-- RECORDS TO PROCESS start --

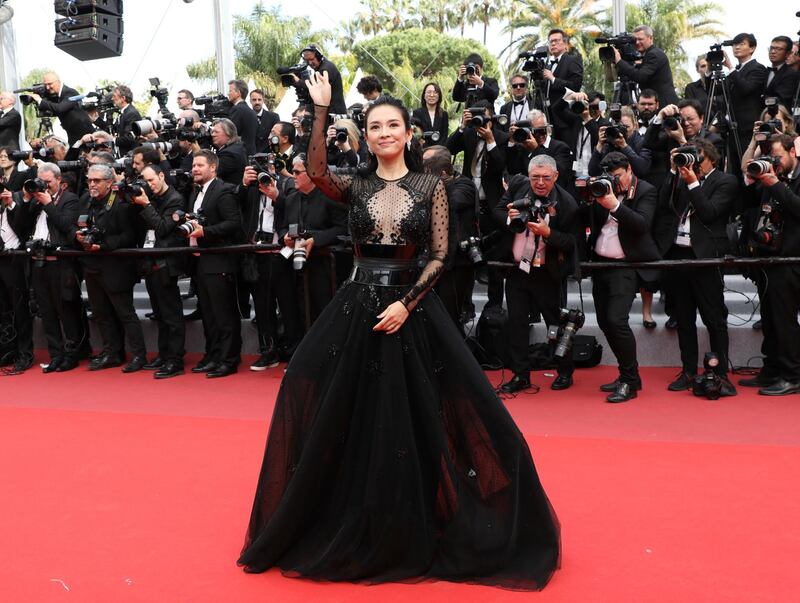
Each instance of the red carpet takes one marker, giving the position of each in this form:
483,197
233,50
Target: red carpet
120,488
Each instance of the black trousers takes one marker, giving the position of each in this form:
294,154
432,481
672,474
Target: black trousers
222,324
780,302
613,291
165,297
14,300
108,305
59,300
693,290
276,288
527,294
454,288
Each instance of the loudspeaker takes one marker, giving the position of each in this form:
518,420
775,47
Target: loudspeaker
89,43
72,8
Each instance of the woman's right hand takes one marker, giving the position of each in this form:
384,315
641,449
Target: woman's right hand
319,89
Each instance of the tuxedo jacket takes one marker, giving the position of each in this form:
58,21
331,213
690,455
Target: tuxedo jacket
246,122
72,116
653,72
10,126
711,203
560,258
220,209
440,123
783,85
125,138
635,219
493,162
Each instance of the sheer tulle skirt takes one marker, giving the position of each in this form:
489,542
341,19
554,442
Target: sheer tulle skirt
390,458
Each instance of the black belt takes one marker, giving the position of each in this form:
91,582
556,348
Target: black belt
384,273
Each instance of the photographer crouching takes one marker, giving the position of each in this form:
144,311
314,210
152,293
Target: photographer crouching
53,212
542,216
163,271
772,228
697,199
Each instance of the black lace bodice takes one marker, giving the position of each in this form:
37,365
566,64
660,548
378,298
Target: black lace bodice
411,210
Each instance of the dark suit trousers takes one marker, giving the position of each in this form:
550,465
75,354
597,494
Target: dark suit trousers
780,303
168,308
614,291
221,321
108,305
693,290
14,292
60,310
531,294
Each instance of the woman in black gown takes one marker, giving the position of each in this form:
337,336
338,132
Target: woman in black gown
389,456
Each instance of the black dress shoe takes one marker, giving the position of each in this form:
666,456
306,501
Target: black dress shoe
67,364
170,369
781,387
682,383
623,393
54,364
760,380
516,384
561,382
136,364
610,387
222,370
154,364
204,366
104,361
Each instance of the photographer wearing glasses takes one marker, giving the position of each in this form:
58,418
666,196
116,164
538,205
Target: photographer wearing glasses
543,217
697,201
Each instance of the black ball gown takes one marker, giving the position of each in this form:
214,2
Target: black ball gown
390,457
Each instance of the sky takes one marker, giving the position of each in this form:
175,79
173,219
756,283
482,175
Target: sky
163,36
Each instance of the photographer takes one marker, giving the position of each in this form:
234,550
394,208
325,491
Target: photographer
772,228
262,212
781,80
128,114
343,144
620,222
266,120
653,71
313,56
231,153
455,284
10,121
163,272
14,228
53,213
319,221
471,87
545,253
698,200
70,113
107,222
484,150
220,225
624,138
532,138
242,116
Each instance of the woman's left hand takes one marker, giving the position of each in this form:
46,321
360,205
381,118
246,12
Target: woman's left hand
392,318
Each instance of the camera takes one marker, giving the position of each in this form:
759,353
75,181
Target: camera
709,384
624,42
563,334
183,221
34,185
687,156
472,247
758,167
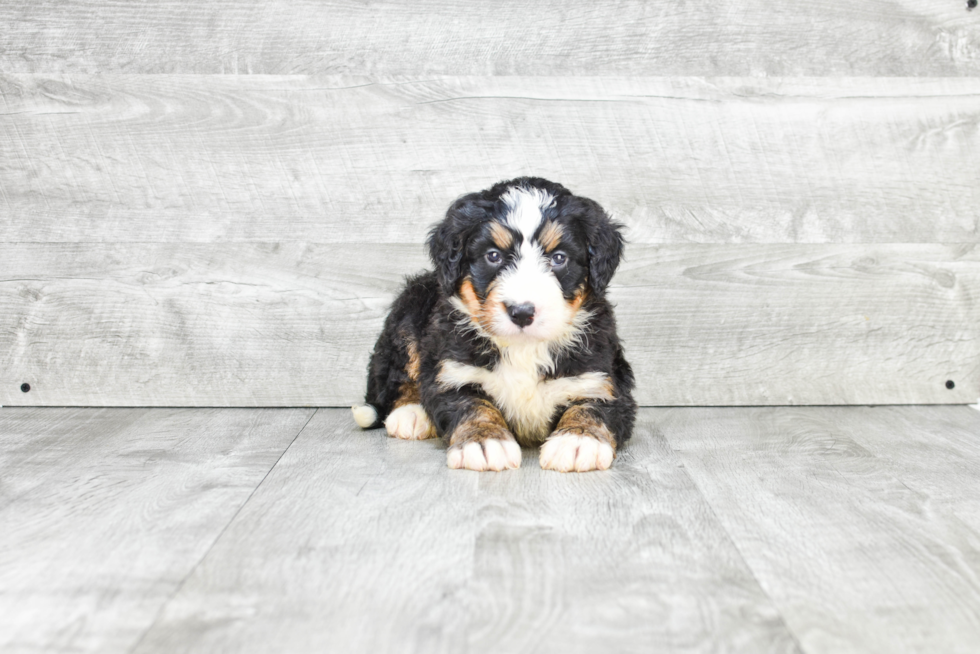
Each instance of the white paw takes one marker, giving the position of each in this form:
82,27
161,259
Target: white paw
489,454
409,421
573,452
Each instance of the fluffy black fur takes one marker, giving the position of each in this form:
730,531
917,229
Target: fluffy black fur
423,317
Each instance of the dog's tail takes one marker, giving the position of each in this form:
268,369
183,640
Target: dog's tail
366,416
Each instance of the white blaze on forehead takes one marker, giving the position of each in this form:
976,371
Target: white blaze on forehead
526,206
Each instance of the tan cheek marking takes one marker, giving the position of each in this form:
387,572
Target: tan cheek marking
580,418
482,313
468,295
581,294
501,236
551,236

-- RECORDS TO PROCESS end --

▶ **WORK TO DO**:
Rewrite all the lines above, swapping every "takes one marker" for "gets one dot" and keeping everything else unchanged. Leave out the pictures.

▶ **WRITTEN REPLY**:
Each instance of the red carpet gets one dot, giving the position of each in this form:
483,197
233,50
Target: red carpet
120,488
Each instance of the black trousers gets one dot, giving the position of each in this form:
294,154
432,481
672,474
Target: black trousers
222,324
780,302
613,291
165,297
14,300
108,305
59,300
693,290
276,288
527,294
454,288
Each instance of the loudspeaker gets one dot, giving the position of each in this form:
518,420
775,47
Target: loudspeaker
89,43
72,8
Each instance of the woman's right hand gets one dot, giving the position of each in this form:
384,315
641,449
Target: woman's right hand
319,89
Each instance of the tuxedo jacket gets one dot, giving the position of each in this form:
58,21
331,213
690,455
Target: tuxedo jacket
246,122
72,116
653,72
10,126
711,203
560,258
220,209
440,123
783,85
125,138
635,219
493,162
Each instance of the sheer tulle skirt gets one dot, giving the position of each in this form:
489,542
341,19
554,442
Target: sheer tulle skirt
390,458
Each instance of the black belt gets one dot, giving the position of each in this form:
91,582
556,348
Target: black belt
384,273
Each instance of the photographer crouching gets one dot, giving the position of each in this form:
144,311
314,210
152,293
Target: photographer crouching
53,212
542,216
163,271
772,228
697,199
Each instance of the black lace bodice gets one dot, giving the position of each in this form:
37,365
566,64
660,548
378,298
Target: black lace bodice
411,210
Each instance of the dark suit trousers gets one dot, giving the position of each in this form:
550,465
75,354
597,494
Target: dark suit trousers
780,303
168,308
614,291
221,321
108,305
693,290
14,292
60,310
531,294
Each instance of the woman in black gown gets one dot, giving the position of each in this form:
337,336
338,132
Target: woman in black gown
389,456
Each instance of the black dress shoe gets one dot, giving the position of each in this form:
666,456
306,501
Target: black dress shoe
67,364
170,369
781,387
682,383
623,393
54,364
760,380
516,384
561,382
136,364
610,387
222,370
154,364
204,366
104,361
Each instance of the photographer wearing glasses gets one dot, giving the position of each in this form:
58,418
666,196
116,164
538,205
Target: photographer wearing glasses
543,217
697,201
Each instance of the black ball gown gets one dot, giving the position of each in this form:
214,2
Target: black ball gown
390,457
Each instance of the sky gets one dot, giving the position of each in this form:
175,79
173,219
756,283
482,175
Target: sky
163,36
Each instance of the photographer gets one dot, giving the position of each in this form:
234,550
394,208
325,491
Target: photographer
772,228
262,212
781,80
128,114
343,144
620,222
266,120
653,71
313,56
231,153
455,284
10,121
163,272
14,228
53,213
319,221
471,87
545,253
698,200
70,113
107,222
484,150
220,225
624,138
532,138
242,116
Each instance of the woman's left hand gets one dot, giving the position of each in this form:
46,321
360,205
381,118
246,12
Target: woman's left hand
392,318
Each instance of the camera gets one dot, giving the position of each in this form:
759,353
75,181
Target: camera
709,384
624,42
563,334
183,221
34,185
687,156
472,247
758,167
Each instance of the white paw gets one dot, giving the position of each in this form:
82,27
161,259
Target: white paw
489,454
409,421
573,452
Each instance of the fluffy black fur gets one dot, giving the position of each in this form:
730,531
917,229
Target: fluffy black fur
423,317
Each instance of the dog's tail gets one dot, giving the position of each in this form:
268,369
183,640
Target: dog's tail
366,416
Each instance of the white blaze on forehead gets one dot, giving the position of each in this form:
976,371
Target: white blaze on forehead
526,206
Each instance of the tan cheek marking gets one dot, giving the position of each in this form:
387,572
Target: tan cheek marking
580,418
482,313
468,295
581,294
501,236
551,236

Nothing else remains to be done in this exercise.